— BEGIN Items —

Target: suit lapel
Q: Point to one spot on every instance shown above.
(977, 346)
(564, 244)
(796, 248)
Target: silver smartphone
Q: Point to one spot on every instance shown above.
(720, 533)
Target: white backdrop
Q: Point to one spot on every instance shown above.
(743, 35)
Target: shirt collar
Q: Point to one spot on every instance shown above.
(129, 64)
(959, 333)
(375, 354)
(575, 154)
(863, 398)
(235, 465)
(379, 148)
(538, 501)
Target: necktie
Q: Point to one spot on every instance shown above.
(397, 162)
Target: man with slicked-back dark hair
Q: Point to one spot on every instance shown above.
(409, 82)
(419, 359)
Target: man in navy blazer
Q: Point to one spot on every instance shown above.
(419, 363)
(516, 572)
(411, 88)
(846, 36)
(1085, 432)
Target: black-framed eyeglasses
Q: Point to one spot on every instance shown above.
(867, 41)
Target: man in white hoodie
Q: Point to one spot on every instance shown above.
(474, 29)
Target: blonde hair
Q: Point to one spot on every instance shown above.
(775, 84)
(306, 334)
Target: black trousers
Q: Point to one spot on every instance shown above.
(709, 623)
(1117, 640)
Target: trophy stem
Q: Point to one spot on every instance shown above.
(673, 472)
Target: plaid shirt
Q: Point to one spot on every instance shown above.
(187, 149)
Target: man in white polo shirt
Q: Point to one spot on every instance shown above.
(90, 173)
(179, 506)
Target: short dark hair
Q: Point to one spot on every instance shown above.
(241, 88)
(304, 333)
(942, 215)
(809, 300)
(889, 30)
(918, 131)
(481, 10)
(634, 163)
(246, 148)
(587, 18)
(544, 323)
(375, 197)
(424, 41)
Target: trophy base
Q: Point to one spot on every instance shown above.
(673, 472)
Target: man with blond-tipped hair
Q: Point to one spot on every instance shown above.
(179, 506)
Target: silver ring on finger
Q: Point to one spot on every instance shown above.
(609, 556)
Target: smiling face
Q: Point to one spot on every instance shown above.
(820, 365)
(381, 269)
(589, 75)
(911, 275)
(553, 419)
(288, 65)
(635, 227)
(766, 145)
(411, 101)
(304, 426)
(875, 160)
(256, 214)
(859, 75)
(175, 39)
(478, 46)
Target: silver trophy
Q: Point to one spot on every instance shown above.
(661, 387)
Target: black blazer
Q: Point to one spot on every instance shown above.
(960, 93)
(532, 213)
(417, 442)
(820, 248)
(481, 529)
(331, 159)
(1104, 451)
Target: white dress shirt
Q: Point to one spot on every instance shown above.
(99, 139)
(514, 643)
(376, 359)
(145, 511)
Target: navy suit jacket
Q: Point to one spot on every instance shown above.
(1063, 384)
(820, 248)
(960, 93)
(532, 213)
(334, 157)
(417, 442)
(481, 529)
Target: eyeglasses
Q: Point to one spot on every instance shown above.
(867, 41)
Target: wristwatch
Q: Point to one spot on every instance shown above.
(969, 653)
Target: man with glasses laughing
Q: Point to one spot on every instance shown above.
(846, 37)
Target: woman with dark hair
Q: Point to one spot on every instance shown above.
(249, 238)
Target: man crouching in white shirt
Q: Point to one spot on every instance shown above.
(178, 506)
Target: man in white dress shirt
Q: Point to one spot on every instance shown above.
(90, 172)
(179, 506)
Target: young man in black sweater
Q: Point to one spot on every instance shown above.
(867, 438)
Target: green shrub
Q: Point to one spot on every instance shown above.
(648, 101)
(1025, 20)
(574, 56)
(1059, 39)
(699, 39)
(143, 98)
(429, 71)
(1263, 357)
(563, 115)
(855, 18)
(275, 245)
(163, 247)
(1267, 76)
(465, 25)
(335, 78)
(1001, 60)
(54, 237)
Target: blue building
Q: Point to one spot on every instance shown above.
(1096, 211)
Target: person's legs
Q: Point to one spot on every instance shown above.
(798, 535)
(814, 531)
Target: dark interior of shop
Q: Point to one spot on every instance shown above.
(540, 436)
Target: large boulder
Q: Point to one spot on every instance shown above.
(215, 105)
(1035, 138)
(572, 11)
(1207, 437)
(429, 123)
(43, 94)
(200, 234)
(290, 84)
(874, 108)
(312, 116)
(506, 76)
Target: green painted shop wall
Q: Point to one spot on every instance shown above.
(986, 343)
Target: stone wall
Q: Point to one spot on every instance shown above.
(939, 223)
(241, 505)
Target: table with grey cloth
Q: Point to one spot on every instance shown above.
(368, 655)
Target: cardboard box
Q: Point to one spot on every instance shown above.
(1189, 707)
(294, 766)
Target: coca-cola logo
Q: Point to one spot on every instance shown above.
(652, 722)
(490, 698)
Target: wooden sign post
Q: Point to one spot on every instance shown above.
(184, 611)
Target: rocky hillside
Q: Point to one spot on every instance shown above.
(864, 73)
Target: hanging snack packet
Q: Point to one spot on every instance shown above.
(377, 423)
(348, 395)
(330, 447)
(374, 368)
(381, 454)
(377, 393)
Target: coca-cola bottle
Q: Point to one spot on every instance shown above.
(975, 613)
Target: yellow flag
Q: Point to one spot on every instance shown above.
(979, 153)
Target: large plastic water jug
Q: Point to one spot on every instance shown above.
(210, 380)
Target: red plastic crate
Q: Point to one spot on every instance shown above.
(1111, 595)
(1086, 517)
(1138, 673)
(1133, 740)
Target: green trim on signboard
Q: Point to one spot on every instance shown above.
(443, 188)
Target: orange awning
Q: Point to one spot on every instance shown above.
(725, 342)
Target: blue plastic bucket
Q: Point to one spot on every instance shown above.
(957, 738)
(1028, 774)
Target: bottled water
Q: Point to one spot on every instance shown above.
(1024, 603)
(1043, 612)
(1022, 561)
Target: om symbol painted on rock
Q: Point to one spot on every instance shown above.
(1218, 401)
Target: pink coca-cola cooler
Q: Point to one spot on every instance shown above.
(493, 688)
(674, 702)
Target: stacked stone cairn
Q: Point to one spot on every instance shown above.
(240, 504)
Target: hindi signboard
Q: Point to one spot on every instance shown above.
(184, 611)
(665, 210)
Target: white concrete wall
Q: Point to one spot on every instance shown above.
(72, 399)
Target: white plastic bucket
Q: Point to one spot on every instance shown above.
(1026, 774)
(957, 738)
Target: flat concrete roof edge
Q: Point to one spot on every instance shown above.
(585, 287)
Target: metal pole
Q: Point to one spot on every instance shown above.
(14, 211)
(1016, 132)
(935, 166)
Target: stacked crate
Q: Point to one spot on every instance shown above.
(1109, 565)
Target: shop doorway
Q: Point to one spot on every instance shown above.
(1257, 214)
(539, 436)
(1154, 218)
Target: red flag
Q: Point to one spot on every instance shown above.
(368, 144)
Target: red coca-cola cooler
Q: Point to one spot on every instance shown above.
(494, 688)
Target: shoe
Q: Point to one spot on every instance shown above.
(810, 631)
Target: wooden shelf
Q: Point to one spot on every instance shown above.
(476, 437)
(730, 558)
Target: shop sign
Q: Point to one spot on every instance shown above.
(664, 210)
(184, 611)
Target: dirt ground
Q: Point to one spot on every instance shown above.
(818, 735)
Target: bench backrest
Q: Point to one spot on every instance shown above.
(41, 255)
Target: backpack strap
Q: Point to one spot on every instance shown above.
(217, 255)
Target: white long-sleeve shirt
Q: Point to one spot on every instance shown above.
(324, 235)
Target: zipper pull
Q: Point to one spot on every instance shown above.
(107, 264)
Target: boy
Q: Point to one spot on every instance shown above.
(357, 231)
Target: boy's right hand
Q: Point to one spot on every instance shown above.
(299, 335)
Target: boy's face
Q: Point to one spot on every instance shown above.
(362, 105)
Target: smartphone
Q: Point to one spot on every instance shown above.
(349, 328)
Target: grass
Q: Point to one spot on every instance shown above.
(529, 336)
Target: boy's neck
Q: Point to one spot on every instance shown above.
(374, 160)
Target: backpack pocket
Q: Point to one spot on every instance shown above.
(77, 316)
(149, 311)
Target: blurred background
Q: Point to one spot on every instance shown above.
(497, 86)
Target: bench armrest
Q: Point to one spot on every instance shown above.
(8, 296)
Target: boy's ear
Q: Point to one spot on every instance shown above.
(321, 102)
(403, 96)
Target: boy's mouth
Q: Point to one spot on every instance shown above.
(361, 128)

— END Items —

> _Objective_: Each line from the one containing "Target: boy's right hand" through the end of the entries, both included, is to be returned exactly, with no other lines.

> _The reply_:
Target: boy's right hand
Q: Point to one spot on every instance shown above.
(299, 335)
Target: boy's face
Q: Point to one spot on every instance shown above.
(362, 105)
Target: smartphone
Q: Point to one spot on every instance shown above.
(349, 328)
Target: grass
Q: Point to one spot on every instance shown above.
(529, 336)
Target: boy's neck
Q: Point to one spot on every instance shown above.
(374, 160)
Target: backpack pocket
Q: Point to one spot on every instance shown above.
(77, 316)
(149, 311)
Target: blurred background
Q: Point to one spot on every instance shown above.
(497, 86)
Target: bench armrest
Q: Point to one spot on every instance shown above.
(8, 296)
Target: boy's ear
Q: Point to one spot on every instance shown above.
(321, 102)
(403, 96)
Target: boy's mouth
Q: Point to one spot on every instance shown above.
(361, 128)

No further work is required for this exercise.